*WHAT THE TASK REQUIRES:* Will you transcribe the lines of the records unchanged, from the line containing "For the benchmark, annotate every instance of the leafy" through the last line of the records, both ends included?

*THE DATA:*
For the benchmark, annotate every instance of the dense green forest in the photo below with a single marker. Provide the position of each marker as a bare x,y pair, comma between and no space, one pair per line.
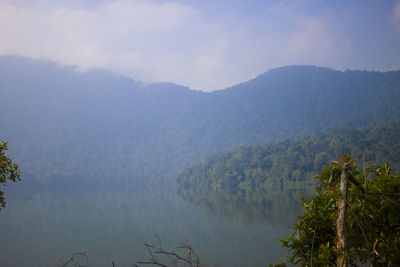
67,127
250,180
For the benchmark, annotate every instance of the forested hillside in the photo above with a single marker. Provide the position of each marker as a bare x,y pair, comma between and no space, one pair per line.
268,177
62,125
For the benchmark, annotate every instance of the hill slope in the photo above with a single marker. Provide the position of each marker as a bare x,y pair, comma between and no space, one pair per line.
254,182
98,125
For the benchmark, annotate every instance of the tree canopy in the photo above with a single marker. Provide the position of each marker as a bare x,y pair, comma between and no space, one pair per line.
9,171
373,219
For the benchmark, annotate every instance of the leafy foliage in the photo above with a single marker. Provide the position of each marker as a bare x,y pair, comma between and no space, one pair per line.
373,219
256,173
9,171
97,126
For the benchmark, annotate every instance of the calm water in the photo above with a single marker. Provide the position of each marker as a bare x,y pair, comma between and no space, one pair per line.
41,228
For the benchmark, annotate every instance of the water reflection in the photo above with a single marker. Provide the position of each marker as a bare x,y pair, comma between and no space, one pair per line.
249,207
39,228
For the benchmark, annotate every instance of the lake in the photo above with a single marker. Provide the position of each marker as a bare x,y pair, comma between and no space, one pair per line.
42,228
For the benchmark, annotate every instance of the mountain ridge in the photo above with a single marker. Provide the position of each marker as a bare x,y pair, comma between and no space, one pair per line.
59,121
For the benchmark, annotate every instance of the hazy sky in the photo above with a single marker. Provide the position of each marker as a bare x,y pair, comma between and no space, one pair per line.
203,44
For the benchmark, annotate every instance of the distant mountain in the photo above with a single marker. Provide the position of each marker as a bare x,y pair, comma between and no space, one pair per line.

*REPLY:*
For the benchmark, annotate every instance of the leafy foliage in the photo above with a single marker. Provide the position of each marker as a bare x,y pair, comma between and no space, one pair per line.
373,219
256,173
9,171
97,126
For the benchmark, annotate every instance of the calm water in the photo above with a single marker. Provide the position of each marker as a bare x,y pair, comma between and no space, one pair per line.
41,228
For the benchmark, annotate every instance of the water reflection in the photo above with a single marker. Provide the position of each marker as a bare x,y pair, comma between and no space, one pair per line.
249,207
39,228
For the benchmark, annotate every instance of the lake in the photo above with a single marker. Provide the position of each marker as a bare x,y pair, comma between and no space, one pair per line.
42,228
For the benchmark, annotate every instance of the mountain ridge in the photo above with a single marker. Provide the position of each marker as a bare x,y pair, comma between and no space, one pair per line.
59,121
For the benchmark, annotate every instance of the hazy sky in the photo above with a single marker. Provide the position of each marker as a bare x,y pair, comma between and no space, one pair per line.
203,44
For the benchmark, annotate every instance of the distant mountain in the photo above with a single marker. Provide the position of each marker as a bare x,y pair, comma between and no space, one pair per line.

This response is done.